*DIRECTION 1*:
Reproduce the passage of the article on the Karlskrona maritime museum from "Naval power - design" up to and including "historically resonant setting.".
*DIRECTION 2*:
Summarize the article on the Karlskrona maritime museum in two sentences.
*DIRECTION 3*:
Carry on with the article on the Karlskrona maritime museum from the point at which it stops.

*TEXT TO READ*:
+++
Naval power - design and construction of maritime museum in Karlskrona, Sweden
Architectural Review, The, Dec, 1998 by Henry Miles
Evocative of eighteenth-century naval warehouses and ropewalks, this maritime museum in Karlskrona forms a dignified addition to a historically resonant setting.
For 400 years, Karlskrona has been the main base of the Swedish navy. A fortified port on the south-east coast of the country, it commands the southern Baltic from a series of interlocked islands and basins blasted out of the granite. The naval museum originated in the model collection established by the master shipwright Fredric Henric af Chapman in the middle of the eighteenth century, and even though part of his collection was moved to Stockholm in 1907, enough remains to merit a special exhibition building, particularly now that the models are supplemented by a collection of figureheads and by some real vessels including a minesweeper and a torpedo boat.
+++
*SUPPLIED INFORMATION*:
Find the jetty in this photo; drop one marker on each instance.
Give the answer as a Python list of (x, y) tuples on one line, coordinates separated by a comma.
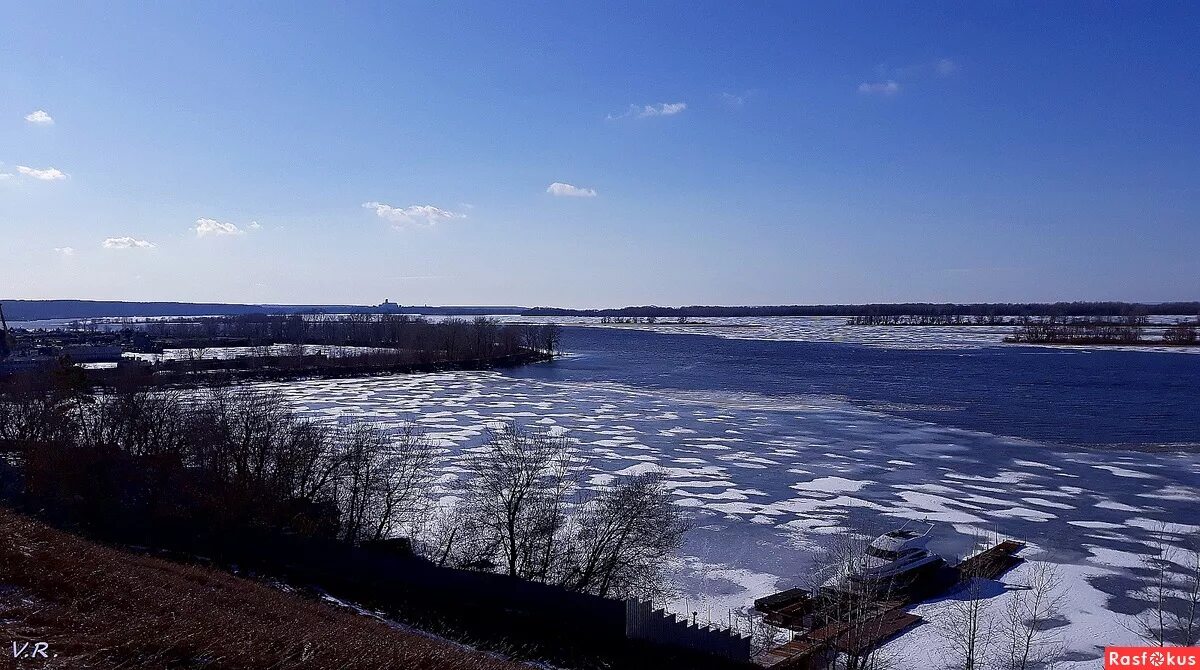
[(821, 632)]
+++
*OUTPUT 1*:
Naval power - design and construction of maritime museum in Karlskrona, Sweden
Architectural Review, The, Dec, 1998 by Henry Miles
Evocative of eighteenth-century naval warehouses and ropewalks, this maritime museum in Karlskrona forms a dignified addition to a historically resonant setting.

*OUTPUT 2*:
Evoking eighteenth-century naval warehouses and ropewalks, the new maritime museum forms a dignified addition to Karlskrona, which has been the main base of the Swedish navy for 400 years. The museum grew out of the model collection of master shipwright Fredric Henric af Chapman, and although part of it was moved to Stockholm in 1907, the remaining models, now supplemented by figureheads and real vessels such as a minesweeper and a torpedo boat, merit a special exhibition building.

*OUTPUT 3*:
A competition was held when the local authority took over Stumholm (one of the islands of the group) and the winning scheme by Hederus Malmstrom took its tone from the austere eighteenth-century military warehouses and ropewalks of C. A. Ehrensvard. The island is dominated by the 1787 Sloop and Launch Shed which is still in use as a workshop for the creation of replica historical ships which are tested in the Baltic. The new building is on a 145m pier which juts out north-east into the sea towards the central island of Trosso next to the dock of the Sloop and Launch Shed. By using the pier, the small island could be preserved more or less intact, and the new museum could be brought into more intimate contact with the harbour and the whole naval complex. To the west, the long building is hard up against the sea, with a wooden quay separating it from the boats moored alongside. Here the long white rendered elevation is pierced only by small square windows, except at the ends where the concrete structure is exposed as an abstracted order round the two double-height glass volumes of the entrance hall (to the south) and the figurehead exhibition hall at the end of the pier. To the east, the building presents a very different appearance, breaking down into a series of irregular volumes clad in wood painted in tar and traditional Falu-red (the rich, red of Swedish country buildings made from by-products of the copper industry). In the east side's higgledy-piggledy picturesqueness the architects intended to evoke 'something Swedish and friendly, like an old wooden boatyard or a backyard workshop in a small town'.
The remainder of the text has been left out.